The lines to copy from the listing below are those that contain the string "meadow".

** Records to use follows **

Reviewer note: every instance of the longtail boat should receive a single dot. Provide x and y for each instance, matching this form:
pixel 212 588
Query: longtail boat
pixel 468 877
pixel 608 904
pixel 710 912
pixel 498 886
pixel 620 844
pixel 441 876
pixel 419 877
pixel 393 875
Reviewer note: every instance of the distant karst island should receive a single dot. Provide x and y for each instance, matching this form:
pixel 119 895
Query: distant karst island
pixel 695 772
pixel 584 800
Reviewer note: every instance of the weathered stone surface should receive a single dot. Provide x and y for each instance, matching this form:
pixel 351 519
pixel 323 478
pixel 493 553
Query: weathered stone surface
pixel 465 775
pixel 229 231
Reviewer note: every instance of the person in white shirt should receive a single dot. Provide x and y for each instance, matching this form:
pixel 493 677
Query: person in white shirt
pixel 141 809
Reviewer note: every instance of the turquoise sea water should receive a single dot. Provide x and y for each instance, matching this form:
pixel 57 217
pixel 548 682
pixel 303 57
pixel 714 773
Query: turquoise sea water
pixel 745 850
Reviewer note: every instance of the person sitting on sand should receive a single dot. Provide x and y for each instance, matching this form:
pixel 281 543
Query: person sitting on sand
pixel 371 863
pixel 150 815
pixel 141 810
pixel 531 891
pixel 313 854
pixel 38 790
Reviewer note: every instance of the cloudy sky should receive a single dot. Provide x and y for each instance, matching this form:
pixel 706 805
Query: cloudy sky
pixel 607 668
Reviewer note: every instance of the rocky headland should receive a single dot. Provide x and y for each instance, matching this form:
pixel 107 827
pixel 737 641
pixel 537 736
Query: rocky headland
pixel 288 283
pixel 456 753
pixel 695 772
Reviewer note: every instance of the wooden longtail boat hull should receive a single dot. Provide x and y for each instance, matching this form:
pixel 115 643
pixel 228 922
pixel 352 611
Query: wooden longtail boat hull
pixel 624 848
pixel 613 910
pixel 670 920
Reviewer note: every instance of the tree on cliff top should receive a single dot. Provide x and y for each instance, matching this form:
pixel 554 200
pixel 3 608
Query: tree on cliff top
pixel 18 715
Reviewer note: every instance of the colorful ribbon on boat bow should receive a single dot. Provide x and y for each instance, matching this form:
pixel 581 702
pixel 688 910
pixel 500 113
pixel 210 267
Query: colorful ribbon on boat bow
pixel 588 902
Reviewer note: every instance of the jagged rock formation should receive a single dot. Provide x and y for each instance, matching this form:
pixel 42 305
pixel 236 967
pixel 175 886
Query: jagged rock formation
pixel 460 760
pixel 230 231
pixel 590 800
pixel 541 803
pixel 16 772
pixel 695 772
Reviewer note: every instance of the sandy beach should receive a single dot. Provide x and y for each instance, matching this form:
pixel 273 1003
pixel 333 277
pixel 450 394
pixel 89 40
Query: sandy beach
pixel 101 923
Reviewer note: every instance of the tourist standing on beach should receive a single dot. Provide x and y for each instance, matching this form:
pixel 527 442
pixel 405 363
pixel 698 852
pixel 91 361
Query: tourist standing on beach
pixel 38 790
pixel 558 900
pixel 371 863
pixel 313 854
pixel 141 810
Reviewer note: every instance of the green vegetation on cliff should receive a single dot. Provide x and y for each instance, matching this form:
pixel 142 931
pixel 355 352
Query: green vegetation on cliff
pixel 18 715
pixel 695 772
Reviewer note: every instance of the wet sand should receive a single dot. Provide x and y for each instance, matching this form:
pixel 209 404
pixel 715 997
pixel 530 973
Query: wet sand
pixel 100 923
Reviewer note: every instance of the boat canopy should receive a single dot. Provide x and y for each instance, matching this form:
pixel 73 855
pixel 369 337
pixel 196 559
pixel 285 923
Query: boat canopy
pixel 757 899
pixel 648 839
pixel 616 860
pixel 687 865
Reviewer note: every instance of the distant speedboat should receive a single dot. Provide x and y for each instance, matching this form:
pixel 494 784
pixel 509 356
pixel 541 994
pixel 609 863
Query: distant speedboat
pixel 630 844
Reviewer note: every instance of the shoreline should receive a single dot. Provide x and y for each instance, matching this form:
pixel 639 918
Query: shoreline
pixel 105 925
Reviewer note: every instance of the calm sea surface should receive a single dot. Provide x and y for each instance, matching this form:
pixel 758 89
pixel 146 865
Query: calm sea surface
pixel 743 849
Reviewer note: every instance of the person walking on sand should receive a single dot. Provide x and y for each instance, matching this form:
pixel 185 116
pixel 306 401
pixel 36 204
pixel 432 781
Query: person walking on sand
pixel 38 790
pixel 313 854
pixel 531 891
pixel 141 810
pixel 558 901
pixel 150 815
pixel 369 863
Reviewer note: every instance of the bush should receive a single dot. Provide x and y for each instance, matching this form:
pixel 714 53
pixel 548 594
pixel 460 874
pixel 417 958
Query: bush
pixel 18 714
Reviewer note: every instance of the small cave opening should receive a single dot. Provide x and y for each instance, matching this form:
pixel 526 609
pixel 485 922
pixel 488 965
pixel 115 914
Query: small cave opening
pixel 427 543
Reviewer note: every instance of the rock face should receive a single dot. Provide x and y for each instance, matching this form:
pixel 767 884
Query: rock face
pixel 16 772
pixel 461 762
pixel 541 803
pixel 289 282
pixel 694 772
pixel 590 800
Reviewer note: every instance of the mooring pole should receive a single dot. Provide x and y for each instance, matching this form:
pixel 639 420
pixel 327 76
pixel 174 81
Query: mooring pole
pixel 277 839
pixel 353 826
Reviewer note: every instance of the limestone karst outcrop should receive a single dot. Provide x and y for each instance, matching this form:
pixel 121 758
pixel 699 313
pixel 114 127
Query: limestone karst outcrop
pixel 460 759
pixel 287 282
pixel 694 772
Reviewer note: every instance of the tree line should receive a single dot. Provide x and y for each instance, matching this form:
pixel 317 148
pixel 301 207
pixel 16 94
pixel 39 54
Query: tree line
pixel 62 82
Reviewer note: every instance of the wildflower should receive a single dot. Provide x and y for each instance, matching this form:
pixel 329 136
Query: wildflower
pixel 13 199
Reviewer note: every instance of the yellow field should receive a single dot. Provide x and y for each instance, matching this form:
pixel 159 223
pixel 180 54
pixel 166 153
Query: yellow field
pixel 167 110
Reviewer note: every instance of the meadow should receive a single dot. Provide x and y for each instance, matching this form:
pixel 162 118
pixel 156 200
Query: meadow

** End of Records to use **

◆ **Answer**
Reviewer note: every instance of the meadow should receive a single dot. Provide x and y for each instance, matching this form:
Query: meadow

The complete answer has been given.